[GIVEN PASSAGE — start]

Hawaii may be known for its eight main islands, but the Hawaiian archipelago is a string of 137 islands, most of which exist beyond the shores of Kauai. These islands, including reefs, islets and atolls, make up the Northwestern Hawaiian Islands Papahanaumokuakea Marine National Monument, established in 2006.
Of the Northwestern Hawaiian Islands, there are two that contain archaeological evidence of human life: Mokumanamana and Nihoa. They were labeled the “mystery islands” by early archaeologists. Though the islands held clues that people once lived there, archaeologists had no idea who they were or where they went.
Of these two, Nihoa holds the most archaeological sites of the Northwestern Hawaiian Islands. Nihoa is not to be confused with Niihau, also known as the “forbidden island,” which is the westernmost inhabited Hawaiian island, seen off the coast of Kauai. Nihoa cannot be seen from Kauai as it is 138 miles farther west.
The island of Nihoa is small, about 170 acres, but its appearance is striking. Out of the ocean, its sheer cliffs soar to nearly 1,000 feet. The most biologically diverse of the Northwestern Hawaiian Islands, Nihoa hosts an innumerable number of seabirds that fly around its steep and rocky landscape. The island’s one and only beach is covered with monk seals in the summertime and its valleys are filled with loulu palm trees.

[GIVEN PASSAGE — finish]

WHAT YOU HAVE TO DO
Using the text about the Northwestern Hawaiian Islands, decide whether each statement agrees with it, answering yes or no and quoting the text's deciding words: (a) Nihoa is visible from Kauai. (b) Nihoa covers roughly 170 acres. (c) The Papahanaumokuakea Marine National Monument was established in 2006.

[RECORDED DATA — start]

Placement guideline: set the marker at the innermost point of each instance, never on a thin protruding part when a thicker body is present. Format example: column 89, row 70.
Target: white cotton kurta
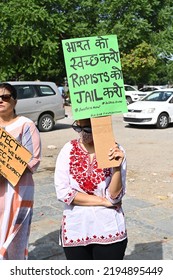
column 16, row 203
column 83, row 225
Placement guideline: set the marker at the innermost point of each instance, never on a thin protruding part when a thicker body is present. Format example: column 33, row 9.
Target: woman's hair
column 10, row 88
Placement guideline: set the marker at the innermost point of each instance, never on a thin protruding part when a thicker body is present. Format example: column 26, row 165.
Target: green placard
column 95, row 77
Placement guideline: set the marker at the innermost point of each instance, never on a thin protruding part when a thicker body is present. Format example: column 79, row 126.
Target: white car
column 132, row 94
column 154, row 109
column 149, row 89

[RECORDED DATA — finish]
[RECORDED DATA — start]

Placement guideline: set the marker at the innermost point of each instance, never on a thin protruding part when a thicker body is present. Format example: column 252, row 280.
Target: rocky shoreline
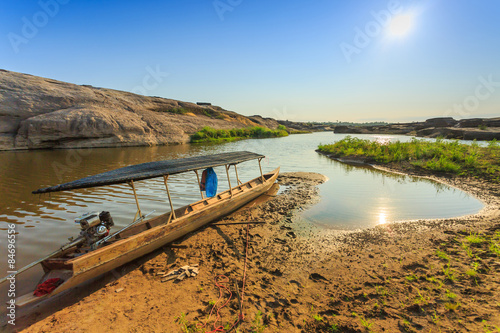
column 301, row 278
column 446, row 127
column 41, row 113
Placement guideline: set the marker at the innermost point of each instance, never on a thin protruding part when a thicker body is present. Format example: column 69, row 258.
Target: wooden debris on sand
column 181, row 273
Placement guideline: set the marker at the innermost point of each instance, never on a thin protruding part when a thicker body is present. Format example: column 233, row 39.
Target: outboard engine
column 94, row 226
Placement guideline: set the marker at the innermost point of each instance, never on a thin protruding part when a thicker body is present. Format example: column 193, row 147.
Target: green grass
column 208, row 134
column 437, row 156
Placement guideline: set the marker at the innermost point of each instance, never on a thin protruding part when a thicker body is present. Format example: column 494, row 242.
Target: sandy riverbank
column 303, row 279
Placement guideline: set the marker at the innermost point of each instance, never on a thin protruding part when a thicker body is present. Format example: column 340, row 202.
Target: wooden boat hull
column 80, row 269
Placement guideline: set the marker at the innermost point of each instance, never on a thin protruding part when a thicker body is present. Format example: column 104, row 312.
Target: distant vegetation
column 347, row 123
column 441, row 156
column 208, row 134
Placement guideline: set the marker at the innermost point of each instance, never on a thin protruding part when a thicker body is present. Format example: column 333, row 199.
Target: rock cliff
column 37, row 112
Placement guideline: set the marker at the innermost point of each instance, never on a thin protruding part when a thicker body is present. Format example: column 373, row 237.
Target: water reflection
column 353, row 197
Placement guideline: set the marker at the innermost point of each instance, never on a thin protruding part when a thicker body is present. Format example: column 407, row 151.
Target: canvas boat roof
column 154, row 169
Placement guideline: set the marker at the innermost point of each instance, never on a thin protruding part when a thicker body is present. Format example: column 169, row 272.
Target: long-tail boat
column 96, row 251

[RECORDED DATA — finish]

OUTPUT BELOW
(a) No: "Nihoa cannot be seen from Kauai as it is 138 miles farther west."
(b) Yes: "The island of Nihoa is small, about 170 acres"
(c) Yes: "make up the Northwestern Hawaiian Islands Papahanaumokuakea Marine National Monument, established in 2006."